- **TASK ITEM**
Having located "Phrase: mudflat", write out its line and the remaining lines of the material exactly, the last one included, but not the pictures.

- **DATA FOR THE TASK**
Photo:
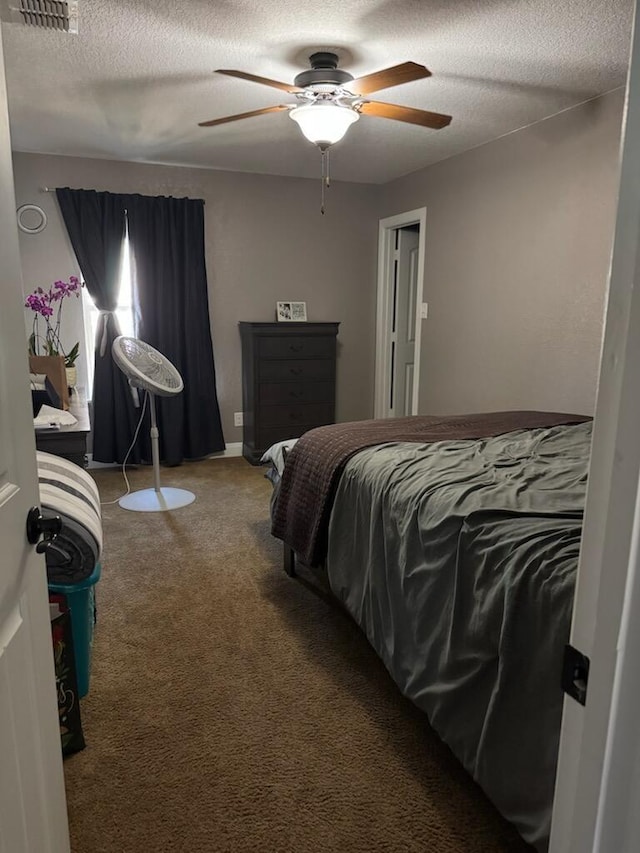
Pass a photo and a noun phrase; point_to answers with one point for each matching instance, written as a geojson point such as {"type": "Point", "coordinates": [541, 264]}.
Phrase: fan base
{"type": "Point", "coordinates": [150, 500]}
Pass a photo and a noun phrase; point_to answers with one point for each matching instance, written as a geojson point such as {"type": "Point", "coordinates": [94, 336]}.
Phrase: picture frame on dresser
{"type": "Point", "coordinates": [291, 312]}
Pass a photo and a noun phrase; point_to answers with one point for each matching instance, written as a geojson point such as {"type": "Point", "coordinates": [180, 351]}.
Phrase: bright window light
{"type": "Point", "coordinates": [123, 312]}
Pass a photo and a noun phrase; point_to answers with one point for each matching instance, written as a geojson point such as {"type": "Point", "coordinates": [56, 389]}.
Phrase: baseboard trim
{"type": "Point", "coordinates": [232, 449]}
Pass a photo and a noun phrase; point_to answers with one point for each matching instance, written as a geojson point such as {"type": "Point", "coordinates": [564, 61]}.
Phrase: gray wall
{"type": "Point", "coordinates": [518, 242]}
{"type": "Point", "coordinates": [265, 241]}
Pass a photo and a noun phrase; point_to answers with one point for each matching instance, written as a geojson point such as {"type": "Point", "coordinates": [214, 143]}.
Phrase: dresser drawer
{"type": "Point", "coordinates": [271, 393]}
{"type": "Point", "coordinates": [311, 369]}
{"type": "Point", "coordinates": [297, 413]}
{"type": "Point", "coordinates": [298, 346]}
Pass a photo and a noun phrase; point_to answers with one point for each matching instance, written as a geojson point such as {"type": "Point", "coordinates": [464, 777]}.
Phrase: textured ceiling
{"type": "Point", "coordinates": [138, 78]}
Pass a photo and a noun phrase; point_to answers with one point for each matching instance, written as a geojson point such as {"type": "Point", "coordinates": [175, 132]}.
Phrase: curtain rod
{"type": "Point", "coordinates": [52, 190]}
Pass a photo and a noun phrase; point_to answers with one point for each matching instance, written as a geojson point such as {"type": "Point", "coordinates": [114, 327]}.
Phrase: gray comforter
{"type": "Point", "coordinates": [458, 560]}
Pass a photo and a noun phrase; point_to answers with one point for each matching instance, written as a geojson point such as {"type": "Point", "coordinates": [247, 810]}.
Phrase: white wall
{"type": "Point", "coordinates": [519, 235]}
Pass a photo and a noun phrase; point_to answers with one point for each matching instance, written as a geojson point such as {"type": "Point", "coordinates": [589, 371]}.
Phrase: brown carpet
{"type": "Point", "coordinates": [234, 709]}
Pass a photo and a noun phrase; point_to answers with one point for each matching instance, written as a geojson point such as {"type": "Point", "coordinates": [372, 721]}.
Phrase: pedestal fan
{"type": "Point", "coordinates": [149, 370]}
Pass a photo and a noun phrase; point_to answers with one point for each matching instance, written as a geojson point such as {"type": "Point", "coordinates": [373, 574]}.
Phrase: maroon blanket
{"type": "Point", "coordinates": [313, 469]}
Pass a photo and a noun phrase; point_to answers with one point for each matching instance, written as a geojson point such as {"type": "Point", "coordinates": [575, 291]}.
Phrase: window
{"type": "Point", "coordinates": [123, 312]}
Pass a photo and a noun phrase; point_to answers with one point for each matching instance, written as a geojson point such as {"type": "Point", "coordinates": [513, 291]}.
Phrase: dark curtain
{"type": "Point", "coordinates": [96, 222]}
{"type": "Point", "coordinates": [166, 236]}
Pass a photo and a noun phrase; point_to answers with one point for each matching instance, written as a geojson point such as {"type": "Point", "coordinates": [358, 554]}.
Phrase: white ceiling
{"type": "Point", "coordinates": [138, 78]}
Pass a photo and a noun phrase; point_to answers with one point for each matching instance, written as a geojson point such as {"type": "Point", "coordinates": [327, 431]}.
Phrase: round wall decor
{"type": "Point", "coordinates": [31, 218]}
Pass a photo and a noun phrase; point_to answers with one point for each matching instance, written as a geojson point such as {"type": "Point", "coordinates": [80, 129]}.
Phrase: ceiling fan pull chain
{"type": "Point", "coordinates": [322, 178]}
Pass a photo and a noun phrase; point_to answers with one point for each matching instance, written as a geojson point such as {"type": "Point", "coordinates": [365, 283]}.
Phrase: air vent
{"type": "Point", "coordinates": [61, 15]}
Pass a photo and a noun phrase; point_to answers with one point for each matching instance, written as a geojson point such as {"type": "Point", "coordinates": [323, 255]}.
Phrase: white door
{"type": "Point", "coordinates": [597, 797]}
{"type": "Point", "coordinates": [400, 314]}
{"type": "Point", "coordinates": [403, 322]}
{"type": "Point", "coordinates": [32, 801]}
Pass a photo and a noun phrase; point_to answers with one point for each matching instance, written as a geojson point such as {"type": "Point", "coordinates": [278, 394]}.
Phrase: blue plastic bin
{"type": "Point", "coordinates": [80, 598]}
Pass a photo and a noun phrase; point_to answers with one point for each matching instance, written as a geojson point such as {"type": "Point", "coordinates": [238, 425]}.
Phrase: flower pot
{"type": "Point", "coordinates": [72, 376]}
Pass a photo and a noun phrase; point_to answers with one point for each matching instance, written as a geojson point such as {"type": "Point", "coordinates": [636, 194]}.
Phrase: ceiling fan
{"type": "Point", "coordinates": [330, 99]}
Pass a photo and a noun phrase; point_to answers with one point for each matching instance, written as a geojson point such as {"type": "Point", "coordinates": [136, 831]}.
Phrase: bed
{"type": "Point", "coordinates": [453, 543]}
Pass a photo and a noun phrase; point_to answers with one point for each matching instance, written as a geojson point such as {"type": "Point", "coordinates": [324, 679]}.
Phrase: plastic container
{"type": "Point", "coordinates": [79, 598]}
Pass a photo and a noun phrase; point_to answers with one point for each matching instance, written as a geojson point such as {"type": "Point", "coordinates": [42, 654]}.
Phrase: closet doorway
{"type": "Point", "coordinates": [400, 313]}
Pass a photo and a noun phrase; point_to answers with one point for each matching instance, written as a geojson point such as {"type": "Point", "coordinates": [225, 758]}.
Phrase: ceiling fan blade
{"type": "Point", "coordinates": [285, 87]}
{"type": "Point", "coordinates": [237, 117]}
{"type": "Point", "coordinates": [394, 76]}
{"type": "Point", "coordinates": [435, 121]}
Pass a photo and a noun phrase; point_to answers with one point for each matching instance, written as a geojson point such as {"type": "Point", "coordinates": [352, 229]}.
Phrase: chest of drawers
{"type": "Point", "coordinates": [288, 381]}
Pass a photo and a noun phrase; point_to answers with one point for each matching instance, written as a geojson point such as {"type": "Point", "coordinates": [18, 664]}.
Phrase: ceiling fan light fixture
{"type": "Point", "coordinates": [324, 124]}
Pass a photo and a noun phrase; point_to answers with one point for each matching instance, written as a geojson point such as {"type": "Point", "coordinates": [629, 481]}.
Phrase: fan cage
{"type": "Point", "coordinates": [146, 368]}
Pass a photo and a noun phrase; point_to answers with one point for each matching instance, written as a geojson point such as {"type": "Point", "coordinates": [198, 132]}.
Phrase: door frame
{"type": "Point", "coordinates": [597, 783]}
{"type": "Point", "coordinates": [386, 230]}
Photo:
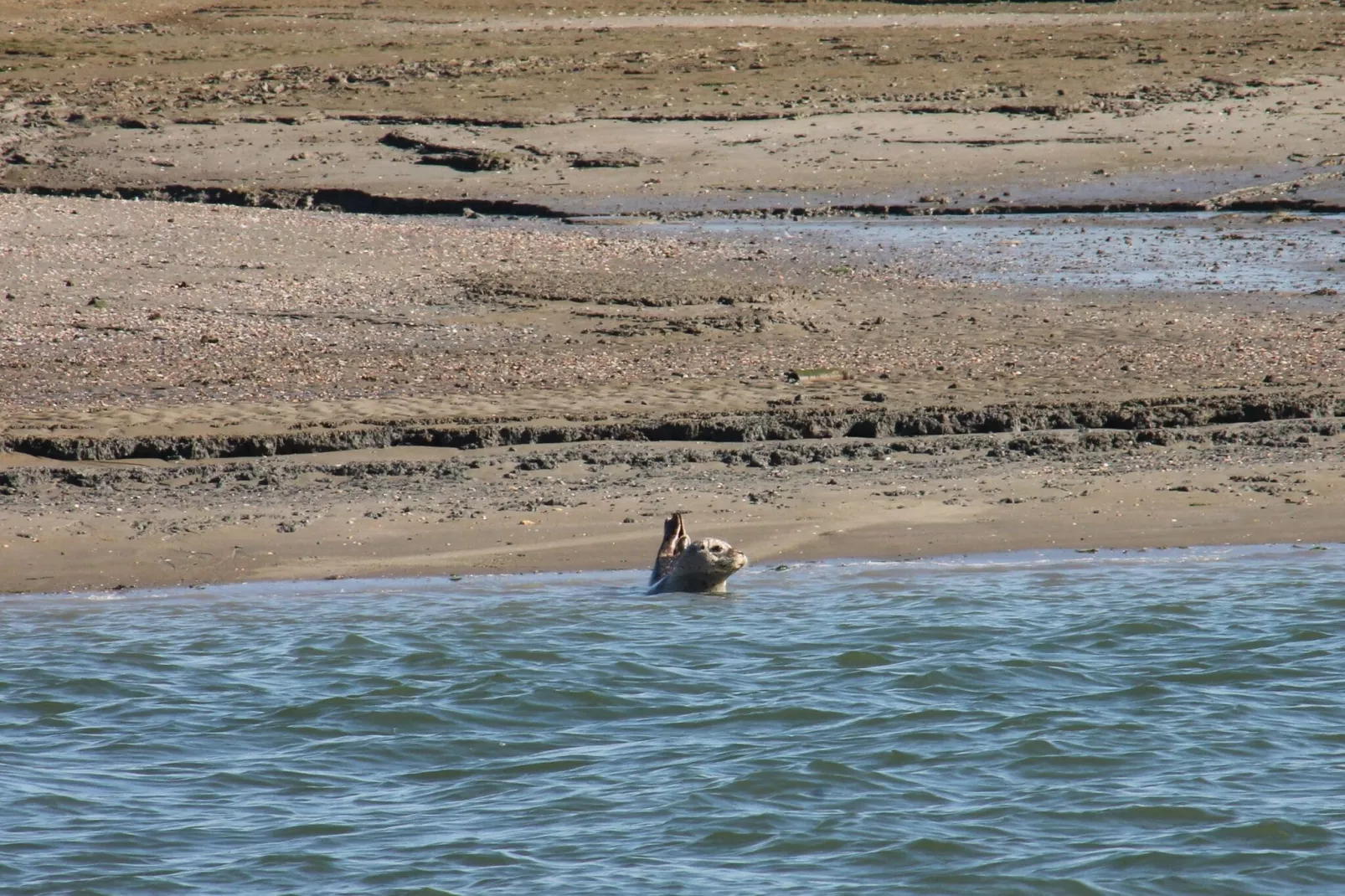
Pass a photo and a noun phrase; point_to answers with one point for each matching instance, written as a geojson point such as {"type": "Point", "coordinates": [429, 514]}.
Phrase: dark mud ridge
{"type": "Point", "coordinates": [362, 202]}
{"type": "Point", "coordinates": [1153, 416]}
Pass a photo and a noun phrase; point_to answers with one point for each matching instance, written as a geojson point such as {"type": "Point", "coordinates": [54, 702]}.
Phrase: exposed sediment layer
{"type": "Point", "coordinates": [355, 201]}
{"type": "Point", "coordinates": [1141, 416]}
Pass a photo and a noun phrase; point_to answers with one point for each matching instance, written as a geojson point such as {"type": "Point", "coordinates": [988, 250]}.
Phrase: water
{"type": "Point", "coordinates": [1193, 252]}
{"type": "Point", "coordinates": [1160, 723]}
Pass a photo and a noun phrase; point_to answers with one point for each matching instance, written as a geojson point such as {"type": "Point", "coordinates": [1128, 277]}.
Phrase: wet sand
{"type": "Point", "coordinates": [266, 385]}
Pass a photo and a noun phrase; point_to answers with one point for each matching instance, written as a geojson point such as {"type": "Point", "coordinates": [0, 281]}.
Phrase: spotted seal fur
{"type": "Point", "coordinates": [698, 567]}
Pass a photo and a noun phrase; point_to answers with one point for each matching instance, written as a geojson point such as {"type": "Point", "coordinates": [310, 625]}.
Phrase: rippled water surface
{"type": "Point", "coordinates": [1204, 253]}
{"type": "Point", "coordinates": [1165, 723]}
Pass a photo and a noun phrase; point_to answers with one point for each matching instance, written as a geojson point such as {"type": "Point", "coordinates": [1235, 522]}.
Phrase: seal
{"type": "Point", "coordinates": [697, 567]}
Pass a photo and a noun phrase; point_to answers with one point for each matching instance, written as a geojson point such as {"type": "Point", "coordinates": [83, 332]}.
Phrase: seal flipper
{"type": "Point", "coordinates": [674, 543]}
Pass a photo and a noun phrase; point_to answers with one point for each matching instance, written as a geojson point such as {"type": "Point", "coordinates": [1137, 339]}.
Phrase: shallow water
{"type": "Point", "coordinates": [1192, 252]}
{"type": "Point", "coordinates": [1157, 723]}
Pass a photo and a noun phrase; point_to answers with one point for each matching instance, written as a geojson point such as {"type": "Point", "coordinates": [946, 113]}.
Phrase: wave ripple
{"type": "Point", "coordinates": [1020, 725]}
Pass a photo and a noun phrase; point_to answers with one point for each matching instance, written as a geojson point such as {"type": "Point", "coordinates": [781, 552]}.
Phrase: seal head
{"type": "Point", "coordinates": [698, 567]}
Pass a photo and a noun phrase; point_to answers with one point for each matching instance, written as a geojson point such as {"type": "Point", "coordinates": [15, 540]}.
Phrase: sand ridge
{"type": "Point", "coordinates": [225, 374]}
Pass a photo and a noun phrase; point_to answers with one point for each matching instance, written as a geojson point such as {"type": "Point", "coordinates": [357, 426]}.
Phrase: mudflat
{"type": "Point", "coordinates": [295, 290]}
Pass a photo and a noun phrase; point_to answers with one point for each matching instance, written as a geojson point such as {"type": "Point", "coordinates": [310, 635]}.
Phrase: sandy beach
{"type": "Point", "coordinates": [365, 290]}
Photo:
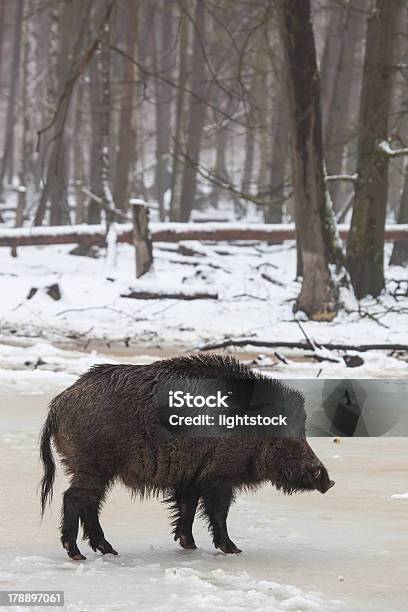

- **RESULT OF THE TASK**
Phrase: mudflat
{"type": "Point", "coordinates": [295, 290]}
Pass a photo and a noun phrase; point_to answers with one point for each matching instance, written as a geojson point such as {"type": "Point", "coordinates": [310, 635]}.
Phrase: sandy beach
{"type": "Point", "coordinates": [365, 290]}
Photo:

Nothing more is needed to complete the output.